» **Source**:
>> START
Details: Factory K Code
Engine: 289HiPo V8
Transmission: 4-Speed Manual
This is a 1966 Ford mustang convertible factory k-code with a 289 Hi-Po motor, 4-speed, GT package and air conditioning!
Every once in a blue moon you come across a car that is what would be considered the holy Grail of that specific model. In this case we are talking about a car where Ford built only built perhaps 100 in 1966. This car is more rare than any 1966 Shelby Mustangs built. Out of those 100 or so cars, most were fastbacks and coupes and very (very) few were convertibles. This is one of those cars.
This is a factory built Mustang convertible matching numbers K code, 4-speed, GT package, and air-conditioning. The car has been sitting for the last 15 years and has recently been purchased from an estate, fully serviced by our shop and is ready for the next owner.
This is truly an amazing and rare opportunity to find an all matching numbers K-code car. Original door data tag and 25 years in the k-code registry show this car to be a survivor with one repaint. A nice driver indeed!
One of the most rare and most desirable of all mustangs, including the Shelby’s, this factory correct convertible is equipped with the legendary high performance 289 K code V8 and 4-speed makes this one of the most unusual and rare HiPo in existence.
The K-code high-performance engine, known as the (HiPo 289) was first introduced in 1963, and it found its way into the Fairlane and Comet.
>> END
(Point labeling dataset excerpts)
>> START
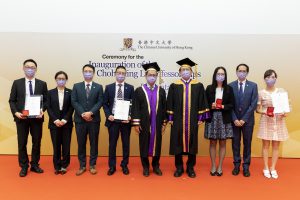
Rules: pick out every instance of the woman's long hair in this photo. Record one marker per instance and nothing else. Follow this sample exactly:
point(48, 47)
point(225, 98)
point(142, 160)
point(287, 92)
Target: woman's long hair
point(214, 81)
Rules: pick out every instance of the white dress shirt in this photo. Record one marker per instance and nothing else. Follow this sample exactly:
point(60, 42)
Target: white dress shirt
point(27, 85)
point(244, 83)
point(116, 94)
point(61, 94)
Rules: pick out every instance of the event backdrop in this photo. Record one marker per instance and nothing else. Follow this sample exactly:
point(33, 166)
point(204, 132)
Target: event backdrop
point(70, 51)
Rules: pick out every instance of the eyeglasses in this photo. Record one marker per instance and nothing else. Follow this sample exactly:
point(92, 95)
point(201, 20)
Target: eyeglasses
point(30, 67)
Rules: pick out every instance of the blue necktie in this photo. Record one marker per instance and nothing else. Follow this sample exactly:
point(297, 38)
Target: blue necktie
point(240, 95)
point(30, 88)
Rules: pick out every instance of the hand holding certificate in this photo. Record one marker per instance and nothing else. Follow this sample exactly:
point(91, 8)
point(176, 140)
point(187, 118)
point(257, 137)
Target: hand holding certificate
point(280, 102)
point(32, 107)
point(122, 108)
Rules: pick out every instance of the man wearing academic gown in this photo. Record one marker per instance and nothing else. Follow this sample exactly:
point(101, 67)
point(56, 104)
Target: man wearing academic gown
point(149, 118)
point(187, 108)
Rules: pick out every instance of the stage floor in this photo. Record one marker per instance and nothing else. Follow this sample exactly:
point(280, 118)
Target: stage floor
point(135, 186)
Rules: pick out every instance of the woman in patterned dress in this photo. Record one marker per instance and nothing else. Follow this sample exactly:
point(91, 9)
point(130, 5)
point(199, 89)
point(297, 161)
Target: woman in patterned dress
point(219, 127)
point(272, 127)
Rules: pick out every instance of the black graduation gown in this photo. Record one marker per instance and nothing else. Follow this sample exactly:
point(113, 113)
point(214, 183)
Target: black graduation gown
point(140, 116)
point(175, 109)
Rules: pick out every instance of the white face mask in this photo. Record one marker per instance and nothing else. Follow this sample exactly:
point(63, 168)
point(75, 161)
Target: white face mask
point(186, 74)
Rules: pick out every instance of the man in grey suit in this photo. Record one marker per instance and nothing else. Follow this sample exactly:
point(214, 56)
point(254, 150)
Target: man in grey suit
point(87, 98)
point(245, 93)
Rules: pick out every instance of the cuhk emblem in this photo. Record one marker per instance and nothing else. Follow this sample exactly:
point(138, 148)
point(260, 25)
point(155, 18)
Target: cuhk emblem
point(127, 43)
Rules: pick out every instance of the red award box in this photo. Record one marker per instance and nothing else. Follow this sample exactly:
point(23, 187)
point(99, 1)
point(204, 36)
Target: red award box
point(219, 103)
point(25, 113)
point(270, 111)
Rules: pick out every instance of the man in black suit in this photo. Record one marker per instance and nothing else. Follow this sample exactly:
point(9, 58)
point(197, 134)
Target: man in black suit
point(87, 98)
point(114, 91)
point(20, 89)
point(60, 112)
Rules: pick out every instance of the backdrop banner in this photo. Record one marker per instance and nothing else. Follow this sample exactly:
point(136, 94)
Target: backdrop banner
point(70, 51)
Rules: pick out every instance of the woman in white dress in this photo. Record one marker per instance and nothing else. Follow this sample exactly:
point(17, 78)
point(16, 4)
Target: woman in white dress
point(272, 127)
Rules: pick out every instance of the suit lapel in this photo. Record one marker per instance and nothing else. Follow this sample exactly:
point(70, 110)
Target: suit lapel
point(126, 91)
point(83, 90)
point(36, 87)
point(56, 99)
point(114, 90)
point(246, 87)
point(66, 97)
point(23, 86)
point(92, 89)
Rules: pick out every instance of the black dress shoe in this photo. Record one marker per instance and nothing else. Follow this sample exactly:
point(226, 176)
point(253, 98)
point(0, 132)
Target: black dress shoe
point(146, 172)
point(236, 171)
point(246, 172)
point(111, 171)
point(56, 172)
point(191, 173)
point(63, 171)
point(23, 172)
point(213, 173)
point(36, 169)
point(157, 171)
point(125, 170)
point(178, 172)
point(219, 173)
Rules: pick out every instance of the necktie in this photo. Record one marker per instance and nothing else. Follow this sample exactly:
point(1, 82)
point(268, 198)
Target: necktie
point(30, 88)
point(240, 95)
point(87, 90)
point(119, 94)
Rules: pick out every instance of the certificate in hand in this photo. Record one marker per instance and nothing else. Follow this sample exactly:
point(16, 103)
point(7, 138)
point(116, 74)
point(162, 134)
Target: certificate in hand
point(33, 105)
point(280, 101)
point(122, 108)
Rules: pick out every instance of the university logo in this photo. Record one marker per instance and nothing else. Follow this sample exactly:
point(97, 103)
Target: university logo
point(127, 45)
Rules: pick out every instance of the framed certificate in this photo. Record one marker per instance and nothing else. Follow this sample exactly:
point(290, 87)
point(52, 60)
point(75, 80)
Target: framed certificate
point(33, 105)
point(280, 101)
point(122, 109)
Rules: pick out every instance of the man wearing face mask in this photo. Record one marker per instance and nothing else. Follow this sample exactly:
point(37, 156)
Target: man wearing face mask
point(122, 91)
point(60, 112)
point(87, 99)
point(149, 118)
point(187, 108)
point(22, 88)
point(246, 96)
>> END
» **Things to do**:
1 – According to the Mustang listing, why is this car considered so rare? Answer in one to three sentences.
2 – In the rows, starting with the line with "Rules: pick out every instance of the man in grey" and going on through the line with "point(245, 93)", change "grey suit" to "dark suit" and keep everything else the same. Give back only those lines.

» **Solution list**:
1 – Ford built perhaps only about 100 of these cars in 1966, which makes them rarer than any 1966 Shelby Mustang. Most of those few cars were fastbacks and coupes, and very few were convertibles. This car is one of those convertibles.

2 –
Rules: pick out every instance of the man in dark suit in this photo. Record one marker per instance and nothing else. Follow this sample exactly:
point(214, 56)
point(254, 150)
Target: man in dark suit
point(87, 98)
point(245, 93)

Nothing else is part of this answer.